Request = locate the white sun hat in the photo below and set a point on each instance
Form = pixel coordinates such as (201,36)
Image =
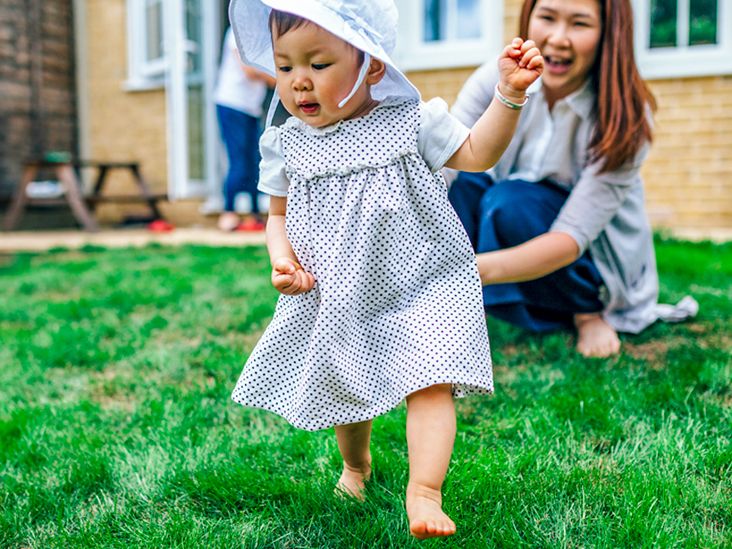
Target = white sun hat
(368,25)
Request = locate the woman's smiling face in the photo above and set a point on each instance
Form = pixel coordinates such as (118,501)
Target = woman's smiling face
(568,33)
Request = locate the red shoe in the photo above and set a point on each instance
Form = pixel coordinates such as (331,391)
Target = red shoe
(160,226)
(250,226)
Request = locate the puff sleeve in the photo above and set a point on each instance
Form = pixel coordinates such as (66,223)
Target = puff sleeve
(440,134)
(272,175)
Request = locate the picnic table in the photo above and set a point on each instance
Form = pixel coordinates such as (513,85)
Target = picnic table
(82,205)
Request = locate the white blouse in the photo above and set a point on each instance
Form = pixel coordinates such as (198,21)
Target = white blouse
(605,212)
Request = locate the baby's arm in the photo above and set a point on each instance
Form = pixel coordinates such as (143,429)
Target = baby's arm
(520,64)
(288,277)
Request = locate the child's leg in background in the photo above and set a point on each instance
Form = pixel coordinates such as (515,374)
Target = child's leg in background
(239,132)
(430,438)
(354,442)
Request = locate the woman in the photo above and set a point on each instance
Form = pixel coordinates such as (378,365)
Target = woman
(559,223)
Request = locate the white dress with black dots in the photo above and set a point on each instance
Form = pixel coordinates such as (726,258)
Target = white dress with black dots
(397,304)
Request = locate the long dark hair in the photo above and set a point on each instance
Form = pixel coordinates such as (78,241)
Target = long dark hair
(622,97)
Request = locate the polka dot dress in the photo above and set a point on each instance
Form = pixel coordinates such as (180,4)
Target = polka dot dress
(397,304)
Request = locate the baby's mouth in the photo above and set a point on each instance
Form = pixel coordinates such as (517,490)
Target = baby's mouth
(309,108)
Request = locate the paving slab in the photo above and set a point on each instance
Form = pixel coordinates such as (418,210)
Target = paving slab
(37,241)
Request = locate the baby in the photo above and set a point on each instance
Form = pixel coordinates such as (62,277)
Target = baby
(381,299)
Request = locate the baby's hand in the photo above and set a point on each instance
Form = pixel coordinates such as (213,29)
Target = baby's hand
(289,278)
(519,65)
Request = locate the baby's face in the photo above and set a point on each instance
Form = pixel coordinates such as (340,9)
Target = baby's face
(315,71)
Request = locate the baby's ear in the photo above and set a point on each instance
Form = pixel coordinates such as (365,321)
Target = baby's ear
(377,70)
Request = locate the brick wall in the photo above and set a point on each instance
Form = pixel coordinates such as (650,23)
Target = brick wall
(37,88)
(126,125)
(688,175)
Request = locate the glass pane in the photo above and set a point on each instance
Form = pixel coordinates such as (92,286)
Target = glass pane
(468,19)
(663,23)
(703,22)
(196,130)
(196,92)
(434,20)
(193,33)
(153,30)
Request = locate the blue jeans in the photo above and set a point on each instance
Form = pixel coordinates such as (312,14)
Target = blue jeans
(505,214)
(240,133)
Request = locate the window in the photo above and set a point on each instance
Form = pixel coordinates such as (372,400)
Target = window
(145,44)
(677,38)
(448,33)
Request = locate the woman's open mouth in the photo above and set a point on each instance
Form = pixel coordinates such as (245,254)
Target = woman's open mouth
(557,65)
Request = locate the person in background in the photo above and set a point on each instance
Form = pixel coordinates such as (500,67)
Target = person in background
(240,93)
(559,223)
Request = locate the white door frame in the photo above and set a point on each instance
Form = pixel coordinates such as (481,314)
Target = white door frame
(180,185)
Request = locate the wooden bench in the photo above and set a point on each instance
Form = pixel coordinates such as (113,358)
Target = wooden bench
(82,206)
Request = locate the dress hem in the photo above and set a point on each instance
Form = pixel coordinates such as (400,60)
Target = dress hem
(481,389)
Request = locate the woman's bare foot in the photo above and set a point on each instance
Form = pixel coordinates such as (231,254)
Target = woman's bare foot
(426,518)
(595,337)
(353,481)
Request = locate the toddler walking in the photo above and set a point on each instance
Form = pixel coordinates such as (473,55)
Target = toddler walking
(381,299)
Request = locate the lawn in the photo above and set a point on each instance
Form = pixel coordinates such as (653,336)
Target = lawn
(116,427)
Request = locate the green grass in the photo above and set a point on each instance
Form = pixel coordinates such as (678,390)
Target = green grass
(116,427)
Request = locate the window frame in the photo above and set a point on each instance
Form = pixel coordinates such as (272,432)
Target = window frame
(684,60)
(142,73)
(413,53)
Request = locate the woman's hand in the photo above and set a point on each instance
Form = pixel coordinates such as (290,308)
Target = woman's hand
(289,278)
(519,65)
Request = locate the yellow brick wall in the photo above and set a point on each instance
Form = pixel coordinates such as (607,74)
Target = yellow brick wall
(123,125)
(688,174)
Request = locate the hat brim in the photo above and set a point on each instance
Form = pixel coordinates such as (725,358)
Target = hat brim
(250,23)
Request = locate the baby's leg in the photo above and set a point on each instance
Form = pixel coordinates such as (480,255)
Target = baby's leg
(353,442)
(430,437)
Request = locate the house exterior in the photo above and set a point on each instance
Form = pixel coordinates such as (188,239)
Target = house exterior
(137,102)
(37,84)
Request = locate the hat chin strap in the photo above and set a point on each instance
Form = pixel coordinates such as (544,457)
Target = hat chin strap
(359,80)
(361,77)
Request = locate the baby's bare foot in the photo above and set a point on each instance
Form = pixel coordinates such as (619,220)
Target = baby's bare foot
(595,337)
(353,481)
(424,509)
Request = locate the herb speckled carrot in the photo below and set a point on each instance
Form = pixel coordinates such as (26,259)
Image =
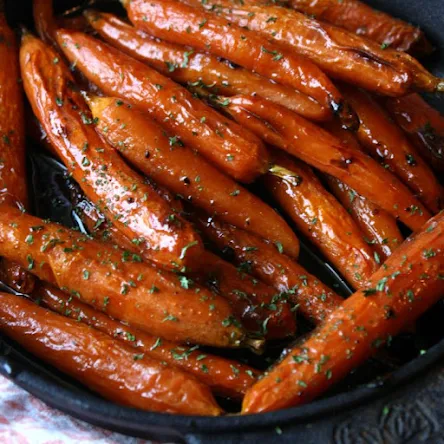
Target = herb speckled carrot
(224,376)
(118,282)
(136,209)
(103,364)
(409,283)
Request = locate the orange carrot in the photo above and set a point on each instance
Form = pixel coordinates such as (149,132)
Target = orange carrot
(410,282)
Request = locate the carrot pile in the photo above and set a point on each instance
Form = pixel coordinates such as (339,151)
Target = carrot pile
(205,139)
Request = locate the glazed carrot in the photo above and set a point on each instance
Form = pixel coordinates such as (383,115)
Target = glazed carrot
(137,210)
(118,282)
(146,145)
(378,225)
(423,124)
(340,53)
(224,376)
(322,219)
(282,128)
(258,306)
(409,284)
(103,364)
(198,70)
(232,149)
(13,189)
(265,261)
(253,302)
(365,21)
(385,141)
(45,22)
(209,33)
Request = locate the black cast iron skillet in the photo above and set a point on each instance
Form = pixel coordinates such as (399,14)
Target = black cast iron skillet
(397,401)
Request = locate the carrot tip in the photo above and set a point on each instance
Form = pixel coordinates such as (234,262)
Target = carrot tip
(257,346)
(440,86)
(285,174)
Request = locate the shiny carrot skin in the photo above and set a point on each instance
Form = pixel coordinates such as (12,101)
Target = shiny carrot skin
(322,219)
(232,149)
(314,299)
(257,305)
(137,210)
(340,53)
(179,23)
(198,70)
(146,145)
(385,141)
(224,376)
(13,188)
(103,364)
(365,21)
(253,302)
(380,227)
(118,282)
(286,130)
(409,284)
(424,126)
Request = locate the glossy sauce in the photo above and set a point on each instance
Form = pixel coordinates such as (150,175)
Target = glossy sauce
(232,149)
(179,23)
(409,284)
(136,209)
(198,70)
(184,172)
(101,363)
(118,282)
(322,219)
(300,138)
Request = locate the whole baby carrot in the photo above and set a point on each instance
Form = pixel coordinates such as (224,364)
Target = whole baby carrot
(322,219)
(135,207)
(224,376)
(103,364)
(267,262)
(118,282)
(284,129)
(209,33)
(182,171)
(198,70)
(13,188)
(231,148)
(410,282)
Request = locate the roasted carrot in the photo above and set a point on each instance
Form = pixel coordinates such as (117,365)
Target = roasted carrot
(365,21)
(385,141)
(224,376)
(282,128)
(378,225)
(258,306)
(209,33)
(253,302)
(45,22)
(13,188)
(423,124)
(410,283)
(266,261)
(103,364)
(136,209)
(146,145)
(340,53)
(322,219)
(197,70)
(234,150)
(118,282)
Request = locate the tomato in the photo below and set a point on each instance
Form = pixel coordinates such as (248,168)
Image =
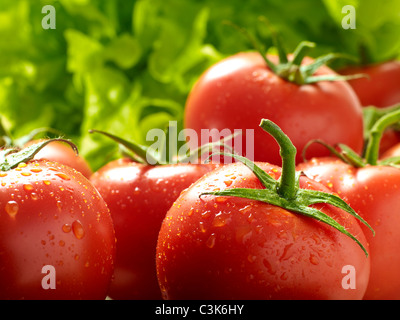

──────────

### Enunciado
Devuelve cada línea del material anterior que contenga la cadena "brim", distinguiendo entre mayúsculas y minúsculas.

### Respuesta completa
Request = locate the hat brim in the photo above and set a point on each instance
Target = hat brim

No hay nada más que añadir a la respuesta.